**WHAT YOU ARE ASKED TO DO**
All lines in the data bearing the string "every" should be identified and copied.

Collected data entries
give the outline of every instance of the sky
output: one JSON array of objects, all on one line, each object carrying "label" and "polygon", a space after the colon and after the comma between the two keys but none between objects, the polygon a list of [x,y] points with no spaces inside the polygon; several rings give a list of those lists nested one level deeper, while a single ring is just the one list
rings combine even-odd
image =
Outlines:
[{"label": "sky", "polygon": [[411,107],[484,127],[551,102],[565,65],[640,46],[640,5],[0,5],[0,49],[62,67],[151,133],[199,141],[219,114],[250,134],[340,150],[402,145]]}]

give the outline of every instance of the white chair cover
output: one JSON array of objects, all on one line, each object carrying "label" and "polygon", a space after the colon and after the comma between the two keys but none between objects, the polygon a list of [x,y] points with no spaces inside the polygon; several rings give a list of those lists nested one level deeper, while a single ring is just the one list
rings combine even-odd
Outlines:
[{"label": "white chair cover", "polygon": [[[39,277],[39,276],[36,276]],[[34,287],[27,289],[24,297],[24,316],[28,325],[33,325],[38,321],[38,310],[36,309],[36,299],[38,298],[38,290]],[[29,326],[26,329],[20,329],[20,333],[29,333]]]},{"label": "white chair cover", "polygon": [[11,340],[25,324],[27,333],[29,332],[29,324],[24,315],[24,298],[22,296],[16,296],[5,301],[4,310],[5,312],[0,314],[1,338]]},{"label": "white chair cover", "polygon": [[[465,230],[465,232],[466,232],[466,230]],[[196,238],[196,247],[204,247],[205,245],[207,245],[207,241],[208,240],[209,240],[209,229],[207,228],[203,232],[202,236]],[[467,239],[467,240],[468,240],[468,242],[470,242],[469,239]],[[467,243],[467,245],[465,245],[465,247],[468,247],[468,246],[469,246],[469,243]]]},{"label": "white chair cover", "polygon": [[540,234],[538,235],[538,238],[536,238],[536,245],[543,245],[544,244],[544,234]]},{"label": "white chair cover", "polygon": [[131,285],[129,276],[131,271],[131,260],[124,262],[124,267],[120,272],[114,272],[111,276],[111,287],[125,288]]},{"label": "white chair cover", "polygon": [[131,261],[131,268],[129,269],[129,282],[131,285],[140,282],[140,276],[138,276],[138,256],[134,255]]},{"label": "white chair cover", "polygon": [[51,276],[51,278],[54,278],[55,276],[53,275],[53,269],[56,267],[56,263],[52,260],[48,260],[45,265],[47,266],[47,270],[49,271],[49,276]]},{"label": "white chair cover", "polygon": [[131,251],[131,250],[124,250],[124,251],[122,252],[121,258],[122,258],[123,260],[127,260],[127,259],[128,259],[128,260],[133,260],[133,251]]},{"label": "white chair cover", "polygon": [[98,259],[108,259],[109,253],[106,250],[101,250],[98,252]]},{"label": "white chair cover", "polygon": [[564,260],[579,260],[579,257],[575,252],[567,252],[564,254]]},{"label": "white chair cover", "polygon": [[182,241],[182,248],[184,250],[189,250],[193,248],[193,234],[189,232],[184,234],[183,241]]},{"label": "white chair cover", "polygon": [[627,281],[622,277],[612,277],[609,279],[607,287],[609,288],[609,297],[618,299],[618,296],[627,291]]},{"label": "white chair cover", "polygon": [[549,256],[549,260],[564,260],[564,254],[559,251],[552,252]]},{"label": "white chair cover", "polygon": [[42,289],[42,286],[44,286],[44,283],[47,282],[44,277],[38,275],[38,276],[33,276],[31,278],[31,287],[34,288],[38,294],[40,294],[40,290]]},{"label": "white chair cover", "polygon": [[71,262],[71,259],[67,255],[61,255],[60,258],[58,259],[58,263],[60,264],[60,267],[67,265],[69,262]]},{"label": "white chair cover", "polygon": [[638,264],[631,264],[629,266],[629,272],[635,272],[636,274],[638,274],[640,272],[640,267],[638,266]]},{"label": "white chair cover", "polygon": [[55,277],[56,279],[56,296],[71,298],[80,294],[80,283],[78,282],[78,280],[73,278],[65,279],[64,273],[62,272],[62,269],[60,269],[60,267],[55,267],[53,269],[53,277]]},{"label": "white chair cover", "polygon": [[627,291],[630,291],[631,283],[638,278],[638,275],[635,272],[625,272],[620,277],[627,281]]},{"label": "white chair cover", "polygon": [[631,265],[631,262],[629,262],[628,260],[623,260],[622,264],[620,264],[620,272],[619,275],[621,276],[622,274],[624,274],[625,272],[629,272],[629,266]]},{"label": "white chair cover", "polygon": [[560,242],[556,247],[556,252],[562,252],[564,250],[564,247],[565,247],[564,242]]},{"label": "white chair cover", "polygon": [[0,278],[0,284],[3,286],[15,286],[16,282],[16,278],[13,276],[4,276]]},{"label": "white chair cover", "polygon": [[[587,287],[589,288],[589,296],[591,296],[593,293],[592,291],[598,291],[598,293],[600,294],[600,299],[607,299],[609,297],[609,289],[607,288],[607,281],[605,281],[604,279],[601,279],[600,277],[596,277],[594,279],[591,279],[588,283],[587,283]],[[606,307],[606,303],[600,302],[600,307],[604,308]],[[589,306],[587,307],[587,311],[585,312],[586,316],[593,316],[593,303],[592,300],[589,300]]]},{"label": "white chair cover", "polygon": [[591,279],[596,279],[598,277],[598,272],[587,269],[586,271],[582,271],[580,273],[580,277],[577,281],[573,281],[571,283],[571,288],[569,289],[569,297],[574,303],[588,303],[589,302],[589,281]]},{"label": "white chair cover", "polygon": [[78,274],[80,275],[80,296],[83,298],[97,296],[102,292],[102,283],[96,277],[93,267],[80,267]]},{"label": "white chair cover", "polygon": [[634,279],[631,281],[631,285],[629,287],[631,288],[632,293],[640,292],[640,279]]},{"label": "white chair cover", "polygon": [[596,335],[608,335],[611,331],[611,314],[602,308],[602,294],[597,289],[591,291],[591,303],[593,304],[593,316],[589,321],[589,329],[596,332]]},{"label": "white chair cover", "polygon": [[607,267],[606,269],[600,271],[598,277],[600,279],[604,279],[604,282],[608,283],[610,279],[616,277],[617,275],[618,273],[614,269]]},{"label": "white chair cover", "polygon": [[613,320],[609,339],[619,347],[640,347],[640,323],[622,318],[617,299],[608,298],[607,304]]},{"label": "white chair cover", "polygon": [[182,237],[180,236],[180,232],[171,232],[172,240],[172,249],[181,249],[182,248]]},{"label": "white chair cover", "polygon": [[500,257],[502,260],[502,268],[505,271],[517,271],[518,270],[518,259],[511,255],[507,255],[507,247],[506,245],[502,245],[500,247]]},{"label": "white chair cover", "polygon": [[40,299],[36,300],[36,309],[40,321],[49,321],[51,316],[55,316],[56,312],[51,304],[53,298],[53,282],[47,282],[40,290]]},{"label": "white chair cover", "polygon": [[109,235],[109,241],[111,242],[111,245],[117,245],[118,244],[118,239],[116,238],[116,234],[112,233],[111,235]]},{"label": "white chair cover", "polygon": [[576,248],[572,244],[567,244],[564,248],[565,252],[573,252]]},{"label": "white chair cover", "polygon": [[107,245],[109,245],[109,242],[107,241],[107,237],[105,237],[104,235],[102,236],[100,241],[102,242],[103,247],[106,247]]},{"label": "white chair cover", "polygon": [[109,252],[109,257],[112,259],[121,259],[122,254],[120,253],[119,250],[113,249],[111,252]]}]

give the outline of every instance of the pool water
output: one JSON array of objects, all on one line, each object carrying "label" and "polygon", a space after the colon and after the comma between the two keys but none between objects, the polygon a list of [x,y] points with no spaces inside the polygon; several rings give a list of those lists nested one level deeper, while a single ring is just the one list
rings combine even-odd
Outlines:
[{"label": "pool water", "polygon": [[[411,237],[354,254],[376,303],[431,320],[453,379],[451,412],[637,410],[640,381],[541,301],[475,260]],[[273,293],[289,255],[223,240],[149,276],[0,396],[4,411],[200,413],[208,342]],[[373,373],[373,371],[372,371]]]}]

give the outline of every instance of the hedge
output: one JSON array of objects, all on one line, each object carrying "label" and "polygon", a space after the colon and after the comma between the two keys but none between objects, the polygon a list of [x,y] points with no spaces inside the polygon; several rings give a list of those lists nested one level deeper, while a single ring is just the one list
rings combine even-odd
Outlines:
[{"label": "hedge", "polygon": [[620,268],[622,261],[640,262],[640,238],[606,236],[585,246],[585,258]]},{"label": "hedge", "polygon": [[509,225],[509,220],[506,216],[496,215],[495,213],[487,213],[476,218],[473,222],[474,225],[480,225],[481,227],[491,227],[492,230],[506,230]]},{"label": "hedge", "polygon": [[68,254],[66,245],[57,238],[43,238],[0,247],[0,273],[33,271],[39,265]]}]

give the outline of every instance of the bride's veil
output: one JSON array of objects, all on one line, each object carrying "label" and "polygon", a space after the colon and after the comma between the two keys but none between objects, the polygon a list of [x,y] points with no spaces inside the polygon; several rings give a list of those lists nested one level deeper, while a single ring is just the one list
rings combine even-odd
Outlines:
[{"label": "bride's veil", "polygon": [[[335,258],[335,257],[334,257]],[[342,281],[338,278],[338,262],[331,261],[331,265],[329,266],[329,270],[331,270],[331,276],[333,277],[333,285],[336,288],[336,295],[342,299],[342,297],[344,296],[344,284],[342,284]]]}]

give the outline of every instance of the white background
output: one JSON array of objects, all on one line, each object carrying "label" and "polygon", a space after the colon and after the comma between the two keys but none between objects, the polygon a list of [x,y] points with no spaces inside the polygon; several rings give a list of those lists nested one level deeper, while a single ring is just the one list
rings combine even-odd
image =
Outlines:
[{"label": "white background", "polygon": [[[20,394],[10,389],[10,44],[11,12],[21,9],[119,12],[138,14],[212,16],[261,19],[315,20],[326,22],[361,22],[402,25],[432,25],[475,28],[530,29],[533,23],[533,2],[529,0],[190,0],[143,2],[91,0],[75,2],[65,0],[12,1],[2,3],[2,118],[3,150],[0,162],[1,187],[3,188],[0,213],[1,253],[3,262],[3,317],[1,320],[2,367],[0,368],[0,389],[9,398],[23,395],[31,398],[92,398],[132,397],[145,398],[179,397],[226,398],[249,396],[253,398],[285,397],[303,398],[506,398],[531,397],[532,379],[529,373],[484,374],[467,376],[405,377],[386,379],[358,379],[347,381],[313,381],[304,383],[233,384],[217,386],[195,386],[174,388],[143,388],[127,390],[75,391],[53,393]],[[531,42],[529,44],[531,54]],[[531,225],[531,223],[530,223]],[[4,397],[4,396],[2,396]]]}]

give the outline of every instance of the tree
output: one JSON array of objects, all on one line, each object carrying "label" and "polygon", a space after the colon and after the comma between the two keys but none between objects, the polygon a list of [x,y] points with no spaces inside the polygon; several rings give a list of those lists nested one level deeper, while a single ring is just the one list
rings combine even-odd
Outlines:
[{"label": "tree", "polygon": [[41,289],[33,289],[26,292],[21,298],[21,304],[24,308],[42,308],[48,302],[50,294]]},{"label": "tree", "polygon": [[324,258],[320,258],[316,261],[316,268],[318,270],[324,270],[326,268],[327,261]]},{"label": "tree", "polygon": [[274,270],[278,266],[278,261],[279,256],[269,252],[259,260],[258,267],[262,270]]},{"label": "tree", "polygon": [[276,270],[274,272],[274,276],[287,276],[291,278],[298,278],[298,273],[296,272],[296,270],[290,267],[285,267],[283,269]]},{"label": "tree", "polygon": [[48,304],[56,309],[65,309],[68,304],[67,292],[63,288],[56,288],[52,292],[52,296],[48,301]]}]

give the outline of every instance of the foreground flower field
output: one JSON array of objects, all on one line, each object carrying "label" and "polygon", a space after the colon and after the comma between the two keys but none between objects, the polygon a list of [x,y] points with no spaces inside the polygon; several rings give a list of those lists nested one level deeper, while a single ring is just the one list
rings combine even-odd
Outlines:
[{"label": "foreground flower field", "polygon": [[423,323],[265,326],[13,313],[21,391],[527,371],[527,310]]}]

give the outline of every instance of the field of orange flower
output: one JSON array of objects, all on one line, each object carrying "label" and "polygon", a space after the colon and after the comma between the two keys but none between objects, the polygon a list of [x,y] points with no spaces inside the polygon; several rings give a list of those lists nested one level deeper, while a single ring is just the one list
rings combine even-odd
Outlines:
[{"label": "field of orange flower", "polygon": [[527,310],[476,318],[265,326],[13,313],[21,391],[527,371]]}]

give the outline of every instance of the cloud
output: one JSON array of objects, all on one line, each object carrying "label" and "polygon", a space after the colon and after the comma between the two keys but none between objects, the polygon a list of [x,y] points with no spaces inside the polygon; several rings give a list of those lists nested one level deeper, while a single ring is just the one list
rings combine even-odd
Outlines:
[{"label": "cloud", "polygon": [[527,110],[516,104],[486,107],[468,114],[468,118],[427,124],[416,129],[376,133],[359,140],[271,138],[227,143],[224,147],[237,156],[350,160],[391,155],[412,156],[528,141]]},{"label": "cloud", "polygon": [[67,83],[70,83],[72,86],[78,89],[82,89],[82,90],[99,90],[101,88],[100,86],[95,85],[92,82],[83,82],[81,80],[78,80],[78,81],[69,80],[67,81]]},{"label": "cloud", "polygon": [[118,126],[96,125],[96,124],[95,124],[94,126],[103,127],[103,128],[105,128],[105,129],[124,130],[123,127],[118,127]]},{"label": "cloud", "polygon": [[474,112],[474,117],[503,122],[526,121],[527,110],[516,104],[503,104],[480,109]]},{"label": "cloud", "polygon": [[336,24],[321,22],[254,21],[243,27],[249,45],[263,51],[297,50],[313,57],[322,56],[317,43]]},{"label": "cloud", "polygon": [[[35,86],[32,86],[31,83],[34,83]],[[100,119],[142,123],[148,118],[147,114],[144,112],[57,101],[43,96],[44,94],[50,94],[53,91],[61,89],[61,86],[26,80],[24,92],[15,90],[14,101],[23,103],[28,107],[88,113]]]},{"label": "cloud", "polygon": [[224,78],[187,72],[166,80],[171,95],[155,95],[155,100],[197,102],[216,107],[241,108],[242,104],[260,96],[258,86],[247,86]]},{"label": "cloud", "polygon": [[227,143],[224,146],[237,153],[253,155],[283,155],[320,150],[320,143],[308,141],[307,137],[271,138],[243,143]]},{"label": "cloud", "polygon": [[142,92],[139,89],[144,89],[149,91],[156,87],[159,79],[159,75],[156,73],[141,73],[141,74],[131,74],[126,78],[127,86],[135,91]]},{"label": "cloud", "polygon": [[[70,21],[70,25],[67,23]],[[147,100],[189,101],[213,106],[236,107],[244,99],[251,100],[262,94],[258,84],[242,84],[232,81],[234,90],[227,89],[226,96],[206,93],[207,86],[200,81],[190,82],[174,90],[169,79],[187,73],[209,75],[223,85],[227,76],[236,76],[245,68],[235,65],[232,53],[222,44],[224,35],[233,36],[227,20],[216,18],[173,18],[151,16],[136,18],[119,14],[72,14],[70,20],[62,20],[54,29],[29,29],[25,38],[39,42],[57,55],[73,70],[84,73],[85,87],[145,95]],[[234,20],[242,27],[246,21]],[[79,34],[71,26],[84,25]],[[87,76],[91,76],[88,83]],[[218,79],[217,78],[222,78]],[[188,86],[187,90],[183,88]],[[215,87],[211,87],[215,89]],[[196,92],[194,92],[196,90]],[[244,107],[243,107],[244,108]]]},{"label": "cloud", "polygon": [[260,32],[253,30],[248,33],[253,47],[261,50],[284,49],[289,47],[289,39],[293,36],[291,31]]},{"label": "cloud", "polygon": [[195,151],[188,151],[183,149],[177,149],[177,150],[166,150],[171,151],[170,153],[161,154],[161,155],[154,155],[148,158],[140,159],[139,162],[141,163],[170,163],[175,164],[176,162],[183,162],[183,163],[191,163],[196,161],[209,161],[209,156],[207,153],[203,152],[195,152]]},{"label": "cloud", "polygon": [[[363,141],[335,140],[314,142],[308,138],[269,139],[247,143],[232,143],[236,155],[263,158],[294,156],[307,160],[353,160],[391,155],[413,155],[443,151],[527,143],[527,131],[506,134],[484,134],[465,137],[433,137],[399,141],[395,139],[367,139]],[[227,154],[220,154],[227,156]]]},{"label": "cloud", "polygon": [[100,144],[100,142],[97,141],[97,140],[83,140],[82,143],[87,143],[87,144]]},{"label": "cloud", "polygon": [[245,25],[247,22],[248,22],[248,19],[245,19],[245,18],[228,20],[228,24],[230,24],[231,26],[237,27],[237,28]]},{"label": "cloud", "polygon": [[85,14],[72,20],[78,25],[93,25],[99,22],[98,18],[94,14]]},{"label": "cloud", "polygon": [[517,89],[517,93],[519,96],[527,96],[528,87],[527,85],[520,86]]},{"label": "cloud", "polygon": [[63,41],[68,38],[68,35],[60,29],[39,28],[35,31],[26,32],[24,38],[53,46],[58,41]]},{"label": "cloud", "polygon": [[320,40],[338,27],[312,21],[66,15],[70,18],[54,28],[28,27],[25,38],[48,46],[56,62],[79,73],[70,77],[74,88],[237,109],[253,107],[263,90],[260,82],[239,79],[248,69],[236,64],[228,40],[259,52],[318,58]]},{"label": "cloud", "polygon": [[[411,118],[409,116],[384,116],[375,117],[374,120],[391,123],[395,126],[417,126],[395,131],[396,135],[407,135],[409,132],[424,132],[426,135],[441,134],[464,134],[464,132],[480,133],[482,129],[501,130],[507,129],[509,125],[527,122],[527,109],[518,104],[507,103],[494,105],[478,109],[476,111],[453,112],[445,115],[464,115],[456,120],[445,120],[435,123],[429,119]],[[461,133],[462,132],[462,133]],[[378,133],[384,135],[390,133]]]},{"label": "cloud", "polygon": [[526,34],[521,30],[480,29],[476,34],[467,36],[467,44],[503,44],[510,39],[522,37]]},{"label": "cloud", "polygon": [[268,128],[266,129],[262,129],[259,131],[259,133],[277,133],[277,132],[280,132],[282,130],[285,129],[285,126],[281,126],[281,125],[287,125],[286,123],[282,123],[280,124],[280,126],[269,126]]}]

**WRITTEN ANSWER**
give the outline of every instance of the sky
give the outline of every instance of the white chair cover
give the outline of every instance of the pool water
give the outline of every instance of the hedge
give the outline of every instance of the bride's veil
give the outline of every instance of the white background
give the outline of every instance of the tree
give the outline of every instance of the foreground flower field
give the outline of every instance of the field of orange flower
give the outline of every instance of the cloud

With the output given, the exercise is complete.